Extracted data entries:
#####

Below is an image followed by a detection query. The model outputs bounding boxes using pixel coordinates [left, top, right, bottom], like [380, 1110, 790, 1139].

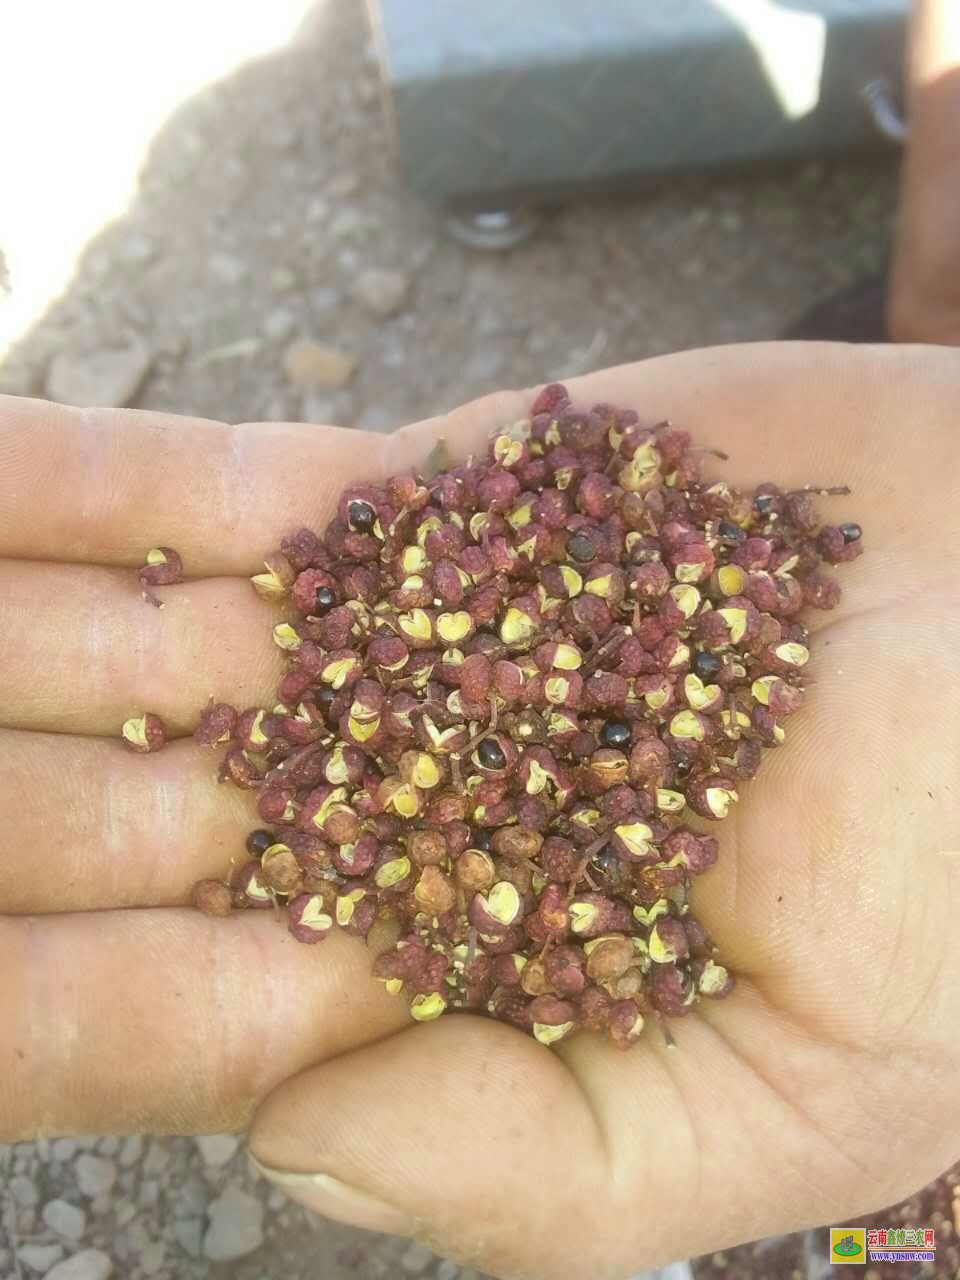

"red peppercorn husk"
[183, 384, 863, 1048]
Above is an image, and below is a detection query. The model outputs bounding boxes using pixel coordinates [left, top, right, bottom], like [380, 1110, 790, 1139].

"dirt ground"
[5, 1, 954, 1279]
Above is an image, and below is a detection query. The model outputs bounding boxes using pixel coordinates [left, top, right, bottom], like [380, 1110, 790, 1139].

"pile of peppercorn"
[188, 383, 863, 1049]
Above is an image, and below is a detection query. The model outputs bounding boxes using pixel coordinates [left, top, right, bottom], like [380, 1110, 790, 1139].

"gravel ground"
[2, 1, 955, 1278]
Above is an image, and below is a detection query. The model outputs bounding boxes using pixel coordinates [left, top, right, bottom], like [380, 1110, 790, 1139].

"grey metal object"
[862, 77, 909, 142]
[444, 207, 539, 250]
[368, 0, 908, 206]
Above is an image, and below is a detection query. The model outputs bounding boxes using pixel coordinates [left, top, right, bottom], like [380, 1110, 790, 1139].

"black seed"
[471, 828, 492, 852]
[692, 651, 722, 681]
[246, 829, 275, 856]
[753, 494, 775, 515]
[347, 500, 376, 532]
[594, 845, 622, 878]
[314, 586, 337, 614]
[717, 519, 744, 543]
[477, 738, 507, 770]
[599, 720, 632, 749]
[315, 687, 338, 724]
[839, 522, 862, 543]
[673, 759, 692, 780]
[566, 531, 597, 564]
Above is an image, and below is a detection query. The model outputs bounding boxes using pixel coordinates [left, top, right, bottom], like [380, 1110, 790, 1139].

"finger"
[0, 396, 380, 574]
[0, 909, 407, 1141]
[0, 561, 282, 734]
[248, 1000, 928, 1280]
[0, 732, 256, 913]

#####

• _What needs to be done_: I'd like the entries above repeated exactly, but without any of their pictures.

• _Answer for this exercise_:
Below is an image followed by a detection query. The model outputs bounding boxes using pixel coordinates [left, top, right, bottom], like [380, 1110, 790, 1139].


"red peppercorn husk"
[183, 384, 863, 1048]
Above is an image, and below is a detection query. The model outputs bounding boxes using pixel coordinates [left, top, right, bottom], like [380, 1110, 790, 1139].

"dirt ground"
[5, 1, 954, 1279]
Above is an image, and below is a detection query. The model outputs bounding boxes using pixel coordinates [left, top, right, bottom], like [380, 1110, 790, 1139].

"pile of peppercorn"
[188, 383, 863, 1049]
Above is an image, and below is a detection query. The model outputs bounding boxes using pixel coordinates [left, top, right, bottom], like [380, 1110, 790, 1139].

"gravel ground"
[2, 1, 955, 1278]
Above is an image, and below is a detection query. The model outputs bounding boxes using pixel coordinates [left, top, right, bottom], like [380, 1110, 790, 1139].

"grey metal object"
[862, 77, 909, 142]
[444, 207, 539, 250]
[368, 0, 908, 206]
Above is an image, and below is a detection query. The model outputs bounding boxes using pixel coordinates [left, top, right, bottom], like [380, 1110, 790, 1139].

"black seed"
[471, 828, 492, 852]
[692, 651, 722, 681]
[246, 829, 275, 856]
[753, 494, 775, 515]
[347, 500, 376, 532]
[594, 845, 622, 878]
[314, 586, 337, 614]
[717, 519, 744, 543]
[477, 738, 507, 770]
[599, 720, 632, 749]
[315, 687, 338, 724]
[839, 522, 862, 543]
[673, 759, 692, 780]
[566, 531, 597, 564]
Above is an image, and below is a detection query. The model outputs bounding boxes using pixel coordinates [left, top, right, bottom], like [380, 1110, 790, 1139].

"finger"
[0, 396, 380, 574]
[0, 909, 407, 1141]
[0, 561, 282, 734]
[248, 1000, 928, 1280]
[0, 732, 256, 913]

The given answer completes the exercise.